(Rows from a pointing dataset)
┄┄┄┄┄┄┄┄┄┄

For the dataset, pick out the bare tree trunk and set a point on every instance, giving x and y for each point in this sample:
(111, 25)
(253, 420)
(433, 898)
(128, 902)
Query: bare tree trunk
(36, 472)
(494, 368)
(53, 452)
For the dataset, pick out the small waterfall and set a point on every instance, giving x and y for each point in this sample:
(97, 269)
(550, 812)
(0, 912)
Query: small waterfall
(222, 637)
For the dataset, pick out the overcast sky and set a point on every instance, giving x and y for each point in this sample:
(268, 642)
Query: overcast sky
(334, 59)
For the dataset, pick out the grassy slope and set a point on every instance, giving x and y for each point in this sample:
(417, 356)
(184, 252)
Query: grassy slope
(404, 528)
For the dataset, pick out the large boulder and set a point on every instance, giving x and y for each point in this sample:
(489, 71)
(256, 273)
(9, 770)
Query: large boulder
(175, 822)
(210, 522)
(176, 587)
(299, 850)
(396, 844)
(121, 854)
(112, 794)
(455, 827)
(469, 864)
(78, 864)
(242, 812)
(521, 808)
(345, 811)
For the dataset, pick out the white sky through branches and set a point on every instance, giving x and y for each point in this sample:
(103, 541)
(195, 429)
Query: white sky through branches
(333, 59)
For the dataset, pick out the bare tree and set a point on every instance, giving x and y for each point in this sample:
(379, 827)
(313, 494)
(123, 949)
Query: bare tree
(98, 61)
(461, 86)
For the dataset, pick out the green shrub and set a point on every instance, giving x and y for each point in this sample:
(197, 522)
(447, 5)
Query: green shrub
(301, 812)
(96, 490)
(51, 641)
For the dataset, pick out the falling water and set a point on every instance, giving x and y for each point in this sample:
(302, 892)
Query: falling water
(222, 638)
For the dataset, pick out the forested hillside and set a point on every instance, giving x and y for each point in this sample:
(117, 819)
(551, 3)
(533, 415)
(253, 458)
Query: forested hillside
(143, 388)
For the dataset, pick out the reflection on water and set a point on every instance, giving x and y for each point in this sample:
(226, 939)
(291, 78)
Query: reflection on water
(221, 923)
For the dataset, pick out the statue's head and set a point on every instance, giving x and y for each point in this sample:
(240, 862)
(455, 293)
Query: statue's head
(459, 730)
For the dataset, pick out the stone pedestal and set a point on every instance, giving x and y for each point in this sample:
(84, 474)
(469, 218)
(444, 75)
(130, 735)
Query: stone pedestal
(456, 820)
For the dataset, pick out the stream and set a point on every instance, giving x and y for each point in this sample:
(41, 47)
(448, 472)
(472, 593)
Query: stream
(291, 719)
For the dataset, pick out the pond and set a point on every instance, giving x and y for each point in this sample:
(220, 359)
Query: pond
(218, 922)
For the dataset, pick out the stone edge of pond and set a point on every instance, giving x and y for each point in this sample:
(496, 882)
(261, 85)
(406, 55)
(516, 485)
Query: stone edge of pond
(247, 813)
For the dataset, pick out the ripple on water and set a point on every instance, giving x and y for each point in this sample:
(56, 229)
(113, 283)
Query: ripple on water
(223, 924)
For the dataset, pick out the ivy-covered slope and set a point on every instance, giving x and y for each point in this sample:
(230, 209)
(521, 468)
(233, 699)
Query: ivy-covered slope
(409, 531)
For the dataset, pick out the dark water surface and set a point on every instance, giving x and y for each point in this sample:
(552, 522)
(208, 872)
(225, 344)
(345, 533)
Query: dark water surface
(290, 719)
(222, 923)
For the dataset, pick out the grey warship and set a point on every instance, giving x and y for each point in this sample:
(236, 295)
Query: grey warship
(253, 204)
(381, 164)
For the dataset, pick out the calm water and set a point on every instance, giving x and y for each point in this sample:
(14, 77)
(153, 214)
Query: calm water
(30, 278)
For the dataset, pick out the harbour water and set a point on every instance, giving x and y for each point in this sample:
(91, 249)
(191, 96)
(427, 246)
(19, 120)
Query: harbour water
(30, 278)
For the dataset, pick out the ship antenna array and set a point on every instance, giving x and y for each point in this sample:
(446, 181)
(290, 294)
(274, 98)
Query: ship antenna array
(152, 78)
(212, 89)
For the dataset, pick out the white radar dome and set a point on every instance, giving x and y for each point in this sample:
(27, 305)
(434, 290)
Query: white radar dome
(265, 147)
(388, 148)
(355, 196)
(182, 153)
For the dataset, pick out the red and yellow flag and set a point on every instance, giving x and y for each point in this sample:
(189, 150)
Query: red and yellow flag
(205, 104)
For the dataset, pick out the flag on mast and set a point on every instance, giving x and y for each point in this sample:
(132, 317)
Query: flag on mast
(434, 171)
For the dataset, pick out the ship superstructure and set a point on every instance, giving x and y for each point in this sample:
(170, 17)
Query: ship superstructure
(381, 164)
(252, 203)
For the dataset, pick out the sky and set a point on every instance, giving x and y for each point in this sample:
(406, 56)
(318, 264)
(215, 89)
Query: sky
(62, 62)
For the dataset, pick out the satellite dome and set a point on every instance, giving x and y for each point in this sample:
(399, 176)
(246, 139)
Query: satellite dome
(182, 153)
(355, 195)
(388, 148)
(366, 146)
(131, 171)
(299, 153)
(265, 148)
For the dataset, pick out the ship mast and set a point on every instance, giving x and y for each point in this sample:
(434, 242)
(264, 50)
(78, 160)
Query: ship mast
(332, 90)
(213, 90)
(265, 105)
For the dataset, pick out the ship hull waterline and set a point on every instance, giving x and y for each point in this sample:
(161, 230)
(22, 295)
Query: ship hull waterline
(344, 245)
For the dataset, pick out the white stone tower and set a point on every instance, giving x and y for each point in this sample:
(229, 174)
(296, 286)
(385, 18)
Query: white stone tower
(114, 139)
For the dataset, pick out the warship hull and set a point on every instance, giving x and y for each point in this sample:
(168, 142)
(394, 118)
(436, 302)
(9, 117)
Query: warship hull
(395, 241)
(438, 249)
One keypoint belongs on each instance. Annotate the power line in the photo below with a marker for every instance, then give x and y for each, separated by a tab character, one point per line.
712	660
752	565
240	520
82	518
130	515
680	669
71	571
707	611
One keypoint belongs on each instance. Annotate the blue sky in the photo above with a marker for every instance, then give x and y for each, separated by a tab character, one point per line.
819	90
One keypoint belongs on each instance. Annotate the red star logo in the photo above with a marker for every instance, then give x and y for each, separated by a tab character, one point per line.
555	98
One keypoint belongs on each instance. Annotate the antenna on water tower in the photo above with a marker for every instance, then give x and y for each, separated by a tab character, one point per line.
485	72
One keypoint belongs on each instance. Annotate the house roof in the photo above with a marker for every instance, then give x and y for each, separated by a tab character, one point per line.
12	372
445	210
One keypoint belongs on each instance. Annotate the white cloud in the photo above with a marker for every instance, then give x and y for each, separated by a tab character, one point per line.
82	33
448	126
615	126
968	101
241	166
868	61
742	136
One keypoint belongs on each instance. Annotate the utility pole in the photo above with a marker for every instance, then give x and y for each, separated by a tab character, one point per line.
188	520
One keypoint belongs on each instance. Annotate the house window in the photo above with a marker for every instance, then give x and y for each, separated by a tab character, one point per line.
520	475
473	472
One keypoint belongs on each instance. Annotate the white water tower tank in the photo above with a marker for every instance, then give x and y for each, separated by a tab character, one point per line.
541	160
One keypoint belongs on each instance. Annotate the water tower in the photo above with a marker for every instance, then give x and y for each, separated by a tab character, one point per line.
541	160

┄┄┄┄┄┄┄┄┄┄

Prompt:
Copy out each record from above, exactly.

Response for this exercise:
For the dataset, pick out the bare tree trunk and set a point on every instance, giving x and y for each point in this sample:
(111, 25)
(253, 420)
(433, 898)
(128, 902)
Query: bare tree trunk
(36, 472)
(494, 368)
(53, 452)
For the dataset, pick out the small waterfall and set a point on every instance, giving x and y for each point in this sample:
(97, 269)
(550, 812)
(0, 912)
Query: small waterfall
(222, 637)
For the dataset, pick out the overcast sky and set a point on every instance, giving x and y for each point in this sample:
(268, 642)
Query: overcast sky
(334, 59)
For the dataset, pick out the grassy slope and set a point on every instance, giving x and y for each point in this sample:
(417, 356)
(184, 252)
Query: grassy slope
(404, 528)
For the dataset, pick out the large boulder and set a point on every instance, giving x and y for each point in this sample:
(489, 71)
(256, 273)
(9, 770)
Query: large boulder
(175, 822)
(210, 522)
(176, 587)
(299, 850)
(396, 844)
(121, 854)
(112, 794)
(455, 827)
(469, 864)
(78, 864)
(242, 812)
(521, 808)
(345, 811)
For the dataset, pick out the white sky through branches and set a point on every instance, giving x and y for each point in this sample:
(103, 541)
(195, 429)
Query: white sky through branches
(333, 59)
For the dataset, pick out the bare tree and set a point on every instance, giving x and y for each point in this sample:
(379, 827)
(313, 494)
(123, 949)
Query: bare tree
(98, 61)
(461, 86)
For the dataset, pick out the green shrub and set a point on every instance, giving x and y for each point in this sample:
(197, 522)
(447, 5)
Query: green shrub
(301, 812)
(96, 490)
(51, 641)
For the dataset, pick out the falling water and set a point on every instance, giving x and y for each point in this sample:
(302, 892)
Query: falling water
(222, 638)
For the dataset, pick out the forested hillside and set a point on every instance, giving x and y for each point in this sample:
(117, 819)
(551, 3)
(533, 415)
(253, 458)
Query: forested hillside
(143, 388)
For the dataset, pick out the reflection on water and set a point on every instance, giving x and y for each point in this sample:
(226, 939)
(291, 78)
Query: reflection on water
(221, 923)
For the dataset, pick out the statue's head and set a point on every instance, giving x and y for each point in this sample:
(240, 862)
(455, 293)
Query: statue's head
(459, 730)
For the dataset, pick out the stone pedestal and set a point on every instance, giving x and y for each point in this sample:
(84, 474)
(469, 218)
(444, 75)
(130, 735)
Query: stone pedestal
(456, 820)
For the dataset, pick out the stream and set a point on every instance, giving x and y for each point in this sample:
(41, 47)
(448, 472)
(472, 593)
Query: stream
(291, 719)
For the dataset, pick out the pond and set a point on every instance, giving x and y for each point in this sample:
(220, 359)
Query: pond
(218, 922)
For the dataset, pick out the stone edge of pond and set a point on every instance, giving x and y for each point in this sample:
(496, 882)
(261, 85)
(406, 55)
(516, 485)
Query: stone edge of pond
(247, 813)
For the dataset, pick out the ripple on water and set a point on every instance, giving x and y for each point in this sample:
(56, 229)
(113, 283)
Query: ripple on water
(223, 924)
For the dataset, pick out the ivy-covered slope and set a point on every instance, giving x and y for each point in this sample:
(230, 209)
(521, 468)
(233, 699)
Query: ivy-covered slope
(409, 531)
For the dataset, pick out the dark water surface and set a point on every instance, giving x and y for each point in this sample:
(552, 522)
(208, 872)
(225, 344)
(345, 533)
Query: dark water surface
(290, 719)
(222, 923)
For the dataset, pick out the grey warship and set a point on every instance, giving x and y for each point in this sample:
(236, 295)
Query: grey warship
(253, 204)
(381, 164)
For the dataset, pick out the calm water and set a point on every instance, giving x and y for each point in this sample:
(14, 77)
(153, 214)
Query: calm water
(30, 278)
For the dataset, pick out the harbour water and set a point on every instance, giving x and y for each point in this sample:
(91, 249)
(191, 96)
(427, 246)
(19, 120)
Query: harbour water
(30, 278)
For the dataset, pick out the ship antenna array and set a point on every instance, giving x and y for each point in this sample:
(446, 181)
(290, 294)
(274, 98)
Query: ship antenna array
(152, 78)
(212, 89)
For the dataset, pick out the white radar dome and set a point on every instance, giving x and y for each point in this sample:
(27, 305)
(434, 290)
Query: white radar dome
(265, 147)
(388, 148)
(355, 196)
(182, 153)
For the dataset, pick out the red and yellow flag and set a point on every instance, giving x and y for each point in this sample:
(189, 150)
Query: red and yellow flag
(205, 104)
For the dataset, pick out the flag on mast and set a point on every instance, giving x and y for each point in this sample:
(132, 317)
Query: flag on mast
(434, 171)
For the dataset, pick out the ship superstructure and set a point on every instance, giving x and y for each point in this sample:
(170, 17)
Query: ship superstructure
(381, 164)
(252, 203)
For the dataset, pick out the sky and set a point on every instance, giving x and y for each point in this sample:
(406, 56)
(318, 264)
(215, 89)
Query: sky
(62, 62)
For the dataset, pick out the satellite dome and set a point on every instance, giving x and y for each point in this sample:
(399, 176)
(246, 139)
Query: satellite dome
(182, 153)
(355, 195)
(388, 148)
(366, 146)
(131, 171)
(299, 153)
(265, 148)
For the dataset, pick out the ship mast and set a point on every instance, giving x and y for each point in this sample:
(434, 242)
(264, 50)
(78, 160)
Query: ship mast
(332, 90)
(213, 90)
(265, 105)
For the dataset, pick out the ship hull waterline and set a point on every instance, giving x and y for each point in this sample:
(161, 230)
(22, 295)
Query: ship hull waterline
(344, 245)
For the dataset, pick out the white stone tower and set a point on every instance, giving x and y for each point in this sample:
(229, 174)
(296, 286)
(385, 18)
Query: white stone tower
(114, 139)
For the dataset, pick out the warship hull and set a point on every instance, giving x and y for each point in this sample:
(168, 142)
(394, 118)
(436, 302)
(9, 117)
Query: warship hull
(395, 241)
(438, 249)
One keypoint belongs on each instance. Annotate the power line in the photo below with a marker for every instance, then give x and y for each, separated by a tab character, one point per line.
712	660
752	565
240	520
82	518
130	515
680	669
71	571
707	611
One keypoint belongs on each instance. Annotate the blue sky in the photo above with a marker for every instance, then give x and y for each, separated by a tab character, one point per line.
819	90
One keypoint belongs on each instance. Annotate the red star logo in the photo above with a marker for every instance, then give x and y for each, separated by a tab character, one point per line.
555	98
One keypoint belongs on each instance. Annotate the antenna on water tower in the photo above with a marker for every instance, then give x and y for each, separated by a tab character, one point per line.
485	72
One keypoint belongs on each instance. Annotate the house roof in the photo above with a marker for every instance, then give x and y for each, separated by a tab character, one point per line.
12	372
445	210
One keypoint belongs on each instance. Annotate the white cloud in the photo above with a marker for every instance, then give x and y for each, separated by a tab character, one point per line.
82	33
448	126
615	126
968	101
241	166
868	61
742	136
One keypoint belongs on each instance. Annotate the utility pole in the photo above with a marker for every instance, then give x and y for each, separated by a tab character, one point per line.
188	520
One keypoint belongs on each instance. Annotate the house window in the photo above with a marker for every instance, then give x and y for each, separated by a tab character, one point per line.
520	475
473	472
One keypoint belongs on each instance. Annotate the white water tower tank in the photo above with a marker for every instance, then give x and y for each, separated by a tab character, one point per line.
541	160
One keypoint belongs on each instance. Annotate the water tower in the photo above with a marker for every instance, then give x and y for each, separated by a tab character, one point per line.
541	160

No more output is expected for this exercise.